* **TASK TO COMPLETE**: Reproduce the data below exactly. Skip the pictures.
═══ RECORD SET ═══
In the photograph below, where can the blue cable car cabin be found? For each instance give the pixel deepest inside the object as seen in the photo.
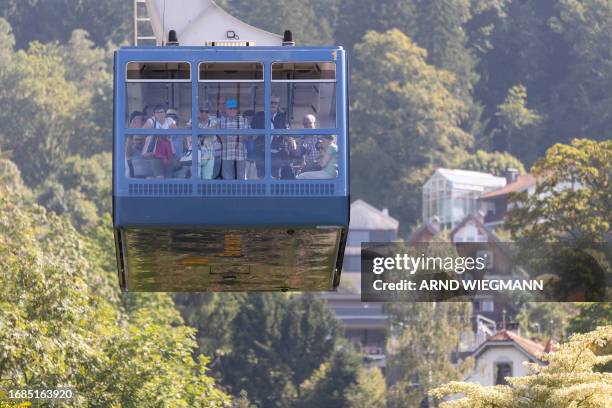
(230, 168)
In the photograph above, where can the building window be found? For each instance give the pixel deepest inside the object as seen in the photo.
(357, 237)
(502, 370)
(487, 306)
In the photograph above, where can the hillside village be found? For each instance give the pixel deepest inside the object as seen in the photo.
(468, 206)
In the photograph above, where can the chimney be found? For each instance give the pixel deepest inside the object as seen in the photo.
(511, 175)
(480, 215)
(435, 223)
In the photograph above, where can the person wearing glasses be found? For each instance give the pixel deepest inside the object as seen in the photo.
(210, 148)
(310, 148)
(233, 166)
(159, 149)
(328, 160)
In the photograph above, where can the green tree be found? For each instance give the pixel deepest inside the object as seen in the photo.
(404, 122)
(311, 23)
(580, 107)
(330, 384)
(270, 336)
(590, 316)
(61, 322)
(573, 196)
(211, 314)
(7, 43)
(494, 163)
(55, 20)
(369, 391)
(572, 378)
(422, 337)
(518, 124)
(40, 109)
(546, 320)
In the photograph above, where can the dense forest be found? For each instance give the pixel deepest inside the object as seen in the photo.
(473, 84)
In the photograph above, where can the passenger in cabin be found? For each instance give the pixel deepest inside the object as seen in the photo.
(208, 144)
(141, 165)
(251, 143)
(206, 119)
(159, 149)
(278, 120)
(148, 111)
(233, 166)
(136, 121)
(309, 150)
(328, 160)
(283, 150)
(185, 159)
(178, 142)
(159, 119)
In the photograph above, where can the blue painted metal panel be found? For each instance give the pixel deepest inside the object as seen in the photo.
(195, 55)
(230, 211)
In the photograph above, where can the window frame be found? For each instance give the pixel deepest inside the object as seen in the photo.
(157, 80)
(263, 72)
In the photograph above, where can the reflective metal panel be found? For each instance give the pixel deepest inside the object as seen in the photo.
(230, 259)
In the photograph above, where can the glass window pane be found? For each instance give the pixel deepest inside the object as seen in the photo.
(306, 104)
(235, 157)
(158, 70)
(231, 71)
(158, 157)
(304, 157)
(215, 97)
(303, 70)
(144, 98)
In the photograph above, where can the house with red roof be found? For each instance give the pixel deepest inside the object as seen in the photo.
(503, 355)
═══
* **WRITTEN RESPONSE**:
In the photograph below, where can the blue cable car cabin be found? For each instance give the pixel deepest inside the object as seen in the photo.
(230, 168)
In the photograph above, where can the building window be found? For each instance give the pixel deepest inside the object as seen in the photo.
(357, 237)
(502, 370)
(487, 306)
In the photograph above, where can the hillside village be found? For each instance give the pixel deepest inside the object as seen in the photo.
(468, 206)
In the photograph above, where can the chimney be found? For each instance give the pixel deepest inside the object as seen in the photo.
(511, 175)
(480, 215)
(435, 223)
In the photograph above, where can the person wearing glasses be found? For each instance give the pixel deepest inside the object as seen in the photo.
(210, 148)
(310, 148)
(233, 166)
(159, 149)
(328, 160)
In the photograph above, where can the green tree be found? For each instance give the pixel deepest inside the object as seen in the photo.
(404, 122)
(311, 23)
(580, 107)
(330, 384)
(270, 336)
(590, 316)
(61, 322)
(573, 196)
(211, 314)
(7, 43)
(494, 163)
(55, 20)
(369, 391)
(572, 378)
(422, 337)
(518, 124)
(40, 109)
(546, 320)
In the photograph above, where can the dense forest be found? For each instance give the pixel deepest inside the object as seen in the photo.
(473, 84)
In the photograph above, where can the passenger in cabin be found? For each instance give the pixel deepest inside the object as seen in the photo.
(208, 144)
(141, 165)
(251, 143)
(206, 119)
(159, 149)
(278, 120)
(148, 111)
(233, 166)
(136, 121)
(309, 150)
(328, 160)
(283, 150)
(185, 159)
(178, 142)
(159, 119)
In the photograph above, where can the blue painted metal panel be found? For each instance give the pixel deepest inside the object as seen in the photo.
(195, 55)
(230, 211)
In the photograph above, where can the window frame be found? For each instance give the pixel deepest inside the object as seen in the photo.
(157, 80)
(263, 72)
In the photograph above, where can the reflective metal panel be found? For each instance give the pixel deepest inside the object as seen in the photo.
(230, 259)
In the photograph above, where can the glass window pane be found? For each instance give the pixel deepest inside the object as seen in the photo.
(306, 104)
(235, 157)
(158, 70)
(231, 71)
(158, 157)
(304, 157)
(215, 97)
(303, 70)
(144, 98)
In the photograph above, where can the house with red roof be found? For each instance give the pixel deepest inside the object as seen in the photo.
(503, 355)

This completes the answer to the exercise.